## Directions
Copy every line of the listing below word for word, changing nothing.

## Available records
.....

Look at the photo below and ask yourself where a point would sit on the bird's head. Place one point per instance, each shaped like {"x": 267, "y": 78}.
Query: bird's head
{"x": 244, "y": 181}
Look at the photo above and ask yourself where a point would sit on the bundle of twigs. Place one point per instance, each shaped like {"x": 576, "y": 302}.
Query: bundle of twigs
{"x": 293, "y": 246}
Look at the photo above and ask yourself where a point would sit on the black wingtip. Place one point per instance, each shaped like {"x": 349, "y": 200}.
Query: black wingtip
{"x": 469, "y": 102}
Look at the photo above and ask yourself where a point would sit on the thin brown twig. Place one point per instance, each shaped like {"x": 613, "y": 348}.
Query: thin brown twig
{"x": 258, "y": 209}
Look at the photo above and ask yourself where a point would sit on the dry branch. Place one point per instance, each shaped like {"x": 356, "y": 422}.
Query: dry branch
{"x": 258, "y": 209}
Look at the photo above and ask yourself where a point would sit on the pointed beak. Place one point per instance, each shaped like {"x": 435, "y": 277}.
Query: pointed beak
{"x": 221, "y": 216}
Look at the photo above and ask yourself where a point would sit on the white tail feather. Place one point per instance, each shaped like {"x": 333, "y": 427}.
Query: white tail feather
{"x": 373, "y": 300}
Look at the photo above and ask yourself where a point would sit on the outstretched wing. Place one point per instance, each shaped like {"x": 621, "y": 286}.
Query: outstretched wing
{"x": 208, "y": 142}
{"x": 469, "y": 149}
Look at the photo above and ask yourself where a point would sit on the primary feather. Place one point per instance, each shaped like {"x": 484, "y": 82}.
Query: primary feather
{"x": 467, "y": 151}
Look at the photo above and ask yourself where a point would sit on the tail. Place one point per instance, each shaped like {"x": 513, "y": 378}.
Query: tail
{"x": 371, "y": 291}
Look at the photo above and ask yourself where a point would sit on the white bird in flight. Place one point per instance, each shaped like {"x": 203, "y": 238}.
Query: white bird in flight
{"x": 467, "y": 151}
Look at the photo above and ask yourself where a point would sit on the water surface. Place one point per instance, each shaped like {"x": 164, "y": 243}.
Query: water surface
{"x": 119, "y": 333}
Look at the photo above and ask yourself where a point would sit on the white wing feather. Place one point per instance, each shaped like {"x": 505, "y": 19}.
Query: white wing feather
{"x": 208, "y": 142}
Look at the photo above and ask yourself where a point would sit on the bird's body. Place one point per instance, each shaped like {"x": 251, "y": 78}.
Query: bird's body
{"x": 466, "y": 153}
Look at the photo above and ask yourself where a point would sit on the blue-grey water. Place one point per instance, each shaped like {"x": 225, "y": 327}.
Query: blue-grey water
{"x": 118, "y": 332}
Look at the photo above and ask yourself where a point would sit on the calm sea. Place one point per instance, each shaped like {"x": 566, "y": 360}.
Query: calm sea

.....

## Final result
Look at the photo below and ask yourself where a point would sit on the bird's head. Place one point per instance, each shaped like {"x": 267, "y": 78}.
Query: bird's head
{"x": 244, "y": 181}
Look at the photo above and ask yourself where a point would sit on the bundle of twigs. Place one point per instance, each shaped like {"x": 576, "y": 302}.
Query: bundle of twigs
{"x": 293, "y": 246}
Look at the photo above and ask yourself where a point would sit on the black wingtip. Place one point per instance, each shaped like {"x": 349, "y": 200}.
Query: black wingtip
{"x": 469, "y": 102}
Look at the photo above and ask yourself where a point would sit on the thin brown twig. Place one point per instance, each shaped like {"x": 613, "y": 348}.
Query: thin brown twig
{"x": 258, "y": 209}
Look at the photo above and ask yourself where a point would sit on the dry branch. Place one point per instance, each shaped like {"x": 356, "y": 422}.
Query: dry branch
{"x": 258, "y": 209}
Look at the photo above and ask yourself where a point would sit on the pointed beak. Place one point per instance, each shaped like {"x": 435, "y": 277}.
Query: pointed beak
{"x": 221, "y": 216}
Look at the photo above and ask yourself where a point would sit on the white tail feather. Place one point per instance, each shaped like {"x": 333, "y": 427}.
Query: white tail feather
{"x": 373, "y": 300}
Look at the photo above and ask yourself where a point would sit on the outstretched wing. Place one point per instance, each shaped like {"x": 621, "y": 286}.
Query: outstretched wing
{"x": 208, "y": 142}
{"x": 469, "y": 149}
Look at the photo above and ask yourself where a point would sit on the primary feather. Place one point per instance, each shaped like {"x": 484, "y": 82}.
Query: primary feather
{"x": 467, "y": 151}
Look at the photo above and ask yourself where a point would sit on the tail. Place one point per instance, each shaped like {"x": 513, "y": 378}.
Query: tail
{"x": 371, "y": 291}
Look at the photo above and ask yourself where a point would sit on the white bird in flight. Place one point per instance, each shaped like {"x": 203, "y": 238}.
Query: white bird in flight
{"x": 467, "y": 151}
Look at the photo above and ask yourself where a point would sit on the water surface. Place one point per instance, each shaped like {"x": 164, "y": 243}.
Query: water surface
{"x": 119, "y": 333}
Look at the photo above and ask yourself where a point would sit on the white wing feather. Place one point per instance, each shaped like {"x": 505, "y": 19}.
Query: white wing feather
{"x": 208, "y": 142}
Look at the photo above and ask yourself where a point would sit on the bird's body. Place one point per instance, each shaped like {"x": 251, "y": 78}.
Query: bird's body
{"x": 466, "y": 153}
Look at the photo above and ask yourself where a point would sit on the blue-grey water. Place one point per instance, each shaped like {"x": 225, "y": 327}.
Query: blue-grey water
{"x": 118, "y": 332}
Look at the photo above and ask yourself where a point would sit on the calm sea. Place one point per instance, each shaped like {"x": 566, "y": 360}.
Query: calm sea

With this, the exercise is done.